Rewrite the data below, changing each occurrence of "Annotation audit" to "Label check" and keeping everything else the same.

#### Dataset ####

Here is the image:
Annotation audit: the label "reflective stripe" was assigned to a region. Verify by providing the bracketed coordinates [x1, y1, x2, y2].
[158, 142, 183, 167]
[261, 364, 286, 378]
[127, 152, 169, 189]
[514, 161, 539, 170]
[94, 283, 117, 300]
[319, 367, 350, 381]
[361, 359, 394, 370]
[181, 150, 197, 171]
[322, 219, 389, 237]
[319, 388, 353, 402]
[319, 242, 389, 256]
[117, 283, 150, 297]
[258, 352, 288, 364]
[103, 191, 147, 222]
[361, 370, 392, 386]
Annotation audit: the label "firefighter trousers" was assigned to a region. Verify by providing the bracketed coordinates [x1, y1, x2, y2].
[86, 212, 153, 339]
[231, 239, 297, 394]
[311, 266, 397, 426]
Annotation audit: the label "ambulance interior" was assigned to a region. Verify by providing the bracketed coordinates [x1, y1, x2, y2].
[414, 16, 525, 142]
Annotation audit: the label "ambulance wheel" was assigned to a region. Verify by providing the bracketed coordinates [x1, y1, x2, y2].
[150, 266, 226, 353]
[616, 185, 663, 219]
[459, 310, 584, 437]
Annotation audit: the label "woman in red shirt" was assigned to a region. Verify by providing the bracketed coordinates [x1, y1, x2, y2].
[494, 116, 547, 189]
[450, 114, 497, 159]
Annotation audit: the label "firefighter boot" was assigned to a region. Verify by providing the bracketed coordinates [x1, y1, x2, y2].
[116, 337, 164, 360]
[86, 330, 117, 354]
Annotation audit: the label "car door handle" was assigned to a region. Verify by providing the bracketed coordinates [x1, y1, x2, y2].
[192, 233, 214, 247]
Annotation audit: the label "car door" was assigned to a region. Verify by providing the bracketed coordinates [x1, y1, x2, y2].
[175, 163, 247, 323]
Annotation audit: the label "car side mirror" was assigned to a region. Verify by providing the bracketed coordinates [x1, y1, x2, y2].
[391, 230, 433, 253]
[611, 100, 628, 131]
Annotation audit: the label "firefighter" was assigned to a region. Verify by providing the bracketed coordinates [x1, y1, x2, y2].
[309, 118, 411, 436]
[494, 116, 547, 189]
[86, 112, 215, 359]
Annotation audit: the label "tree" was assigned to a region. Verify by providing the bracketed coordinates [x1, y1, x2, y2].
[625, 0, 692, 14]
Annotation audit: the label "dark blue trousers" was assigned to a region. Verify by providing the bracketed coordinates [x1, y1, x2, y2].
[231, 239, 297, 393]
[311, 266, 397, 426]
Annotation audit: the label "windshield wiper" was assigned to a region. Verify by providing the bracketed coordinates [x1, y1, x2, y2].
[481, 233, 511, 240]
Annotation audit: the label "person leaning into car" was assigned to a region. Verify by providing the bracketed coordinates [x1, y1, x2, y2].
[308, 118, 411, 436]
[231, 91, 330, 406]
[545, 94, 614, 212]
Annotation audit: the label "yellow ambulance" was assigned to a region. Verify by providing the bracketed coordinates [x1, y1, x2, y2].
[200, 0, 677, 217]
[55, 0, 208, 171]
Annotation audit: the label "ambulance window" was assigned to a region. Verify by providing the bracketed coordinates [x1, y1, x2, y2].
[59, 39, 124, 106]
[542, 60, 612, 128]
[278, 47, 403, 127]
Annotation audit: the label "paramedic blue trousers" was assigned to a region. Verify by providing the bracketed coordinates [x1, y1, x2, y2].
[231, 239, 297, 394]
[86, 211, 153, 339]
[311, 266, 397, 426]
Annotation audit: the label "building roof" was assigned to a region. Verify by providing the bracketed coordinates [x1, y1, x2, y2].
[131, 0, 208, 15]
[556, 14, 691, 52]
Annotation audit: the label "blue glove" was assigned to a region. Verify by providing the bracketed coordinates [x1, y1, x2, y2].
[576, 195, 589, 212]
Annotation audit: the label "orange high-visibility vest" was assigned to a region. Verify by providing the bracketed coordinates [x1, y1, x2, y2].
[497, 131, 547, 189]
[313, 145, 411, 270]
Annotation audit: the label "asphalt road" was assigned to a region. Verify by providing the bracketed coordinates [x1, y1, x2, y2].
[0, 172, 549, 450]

####

• _Output of the task_
Here is the image:
Label check: the label "reflective stripe" was assigned to a region. Verify by providing the bracketed coordinates [x1, y1, x2, y2].
[158, 142, 183, 167]
[261, 364, 286, 378]
[127, 152, 169, 189]
[514, 161, 539, 170]
[94, 283, 117, 300]
[319, 367, 350, 381]
[361, 359, 394, 370]
[181, 150, 197, 171]
[322, 219, 389, 237]
[319, 388, 353, 402]
[319, 242, 389, 256]
[117, 283, 150, 297]
[258, 352, 288, 364]
[103, 191, 147, 222]
[361, 370, 392, 386]
Label check: the label "firefighter trousers" was assigned to a region. Verify by providing the bracketed coordinates [x1, y1, x2, y2].
[86, 212, 153, 339]
[231, 239, 297, 394]
[311, 266, 397, 426]
Label check: the label "ambulance interior" was assigned to a region. Verify by providing the bracketed coordinates [x1, y1, x2, y2].
[414, 16, 525, 142]
Label check: the label "ambulance wheel" was assigned to a region. Verify by providing the bracketed coordinates [x1, y1, x2, y2].
[150, 266, 226, 353]
[616, 185, 663, 219]
[459, 310, 584, 437]
Label check: the label "woman in red shirt" was assigned to a region. Verify by providing the bracketed coordinates [x1, y1, x2, y2].
[494, 116, 547, 189]
[450, 114, 497, 159]
Label check: the label "firefighter boot" was assigned to a region. Verify by providing the bracketed coordinates [x1, y1, x2, y2].
[116, 337, 164, 360]
[86, 330, 117, 354]
Label check: the label "car door handle" was assigned to a region. Verify by providing the bracketed coordinates [x1, y1, x2, y2].
[192, 233, 214, 247]
Label check: the label "car door" was assigned to a region. Verify by providing the bracketed coordinates [x1, y1, x2, y2].
[175, 163, 247, 323]
Label check: the label "car side mirror" was assigned to a region. Verify by providing the bracketed coordinates [x1, y1, x2, y2].
[391, 230, 433, 253]
[611, 100, 628, 131]
Label check: the label "firefighter" was assigned to a region. Verify by providing the bracketed coordinates [x1, y1, x2, y2].
[309, 118, 411, 436]
[494, 116, 547, 189]
[86, 112, 215, 359]
Label check: the label "tree" was assigned to a region. Verify by providing the bracketed coordinates [x1, y1, x2, y2].
[625, 0, 692, 14]
Label check: the label "dark blue trousers" was assigned to a region. Verify by providing the bracketed coordinates [x1, y1, x2, y2].
[231, 239, 297, 393]
[311, 266, 397, 426]
Label check: the label "windshield wiper" was assigned to a region. Verify by providing the bracketed coordinates [x1, y1, x2, y2].
[481, 233, 511, 240]
Label check: the label "person leaning into car" was assigned to a region. Verify by providing the bracketed coordinates [x1, y1, x2, y2].
[308, 118, 411, 436]
[231, 91, 330, 406]
[545, 94, 614, 212]
Label check: the label "yellow ambulance" was assigned to a region. Verify by providing the bracketed coordinates [x1, y1, x2, y2].
[200, 0, 677, 217]
[55, 0, 208, 171]
Label check: the label "ambulance window" was assigned to a region. Verify by providing the bracketed coordinates [x1, y1, x2, y2].
[59, 39, 124, 106]
[542, 60, 612, 128]
[278, 47, 403, 127]
Label check: the label "paramedic blue trousers" was assigned to a region. Verify by providing the bracketed coordinates [x1, y1, x2, y2].
[231, 239, 297, 394]
[86, 211, 153, 339]
[311, 266, 397, 426]
Label check: the label "building roof" was assigned to a region. Verify by providing the bracketed coordinates [x1, y1, x2, y2].
[131, 0, 208, 15]
[556, 14, 691, 52]
Label check: the label "blue glove" was assigned to a region. Verify by providing the bracketed coordinates [x1, y1, x2, y2].
[576, 195, 589, 212]
Label check: the label "orange high-visibility vest" was assigned to a region. Verify by providing the bracketed coordinates [x1, y1, x2, y2].
[497, 131, 547, 189]
[313, 145, 411, 270]
Label check: the label "asphalt road" was assigned to a region. Verify by providing the bracketed coordinates [x1, y1, x2, y2].
[0, 172, 549, 450]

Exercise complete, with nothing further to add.